▸ DO THIS:
Revise the data below so that each occurrence of "Mark each instance with a point" becomes "Place a point on every instance", and change nothing else.

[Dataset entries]
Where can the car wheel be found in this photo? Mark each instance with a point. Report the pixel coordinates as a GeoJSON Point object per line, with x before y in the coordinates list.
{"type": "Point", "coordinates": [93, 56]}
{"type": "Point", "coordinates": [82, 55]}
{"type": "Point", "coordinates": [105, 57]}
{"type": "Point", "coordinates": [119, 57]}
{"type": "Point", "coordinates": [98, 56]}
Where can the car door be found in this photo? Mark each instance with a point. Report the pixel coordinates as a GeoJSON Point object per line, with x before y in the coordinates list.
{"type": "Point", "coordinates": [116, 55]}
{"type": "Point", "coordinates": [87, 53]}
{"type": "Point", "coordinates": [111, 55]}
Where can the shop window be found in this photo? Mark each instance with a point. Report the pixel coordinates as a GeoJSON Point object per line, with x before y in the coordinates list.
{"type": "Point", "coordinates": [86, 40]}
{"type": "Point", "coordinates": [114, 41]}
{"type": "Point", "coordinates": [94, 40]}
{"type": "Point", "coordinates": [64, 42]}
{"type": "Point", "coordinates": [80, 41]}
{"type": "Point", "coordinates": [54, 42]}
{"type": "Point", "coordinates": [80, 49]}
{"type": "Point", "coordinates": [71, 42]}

▸ WORKED ANSWER:
Where can the car wheel be found in this photo? Place a point on every instance. Report the pixel coordinates as a GeoJSON Point object per line, with x before y in the coordinates list.
{"type": "Point", "coordinates": [93, 56]}
{"type": "Point", "coordinates": [82, 55]}
{"type": "Point", "coordinates": [105, 57]}
{"type": "Point", "coordinates": [119, 57]}
{"type": "Point", "coordinates": [98, 56]}
Where can the car door be found in this photo? Place a point on every instance. Report the pixel coordinates as a GeoJSON Point object per line, with x before y in the coordinates list.
{"type": "Point", "coordinates": [116, 55]}
{"type": "Point", "coordinates": [87, 53]}
{"type": "Point", "coordinates": [111, 55]}
Where can the shop window be found in this photo? Place a point on every instance. Report the pixel coordinates as a GeoJSON Point object per line, with x before y in the coordinates list.
{"type": "Point", "coordinates": [86, 40]}
{"type": "Point", "coordinates": [114, 41]}
{"type": "Point", "coordinates": [94, 40]}
{"type": "Point", "coordinates": [64, 42]}
{"type": "Point", "coordinates": [80, 41]}
{"type": "Point", "coordinates": [54, 42]}
{"type": "Point", "coordinates": [80, 49]}
{"type": "Point", "coordinates": [71, 42]}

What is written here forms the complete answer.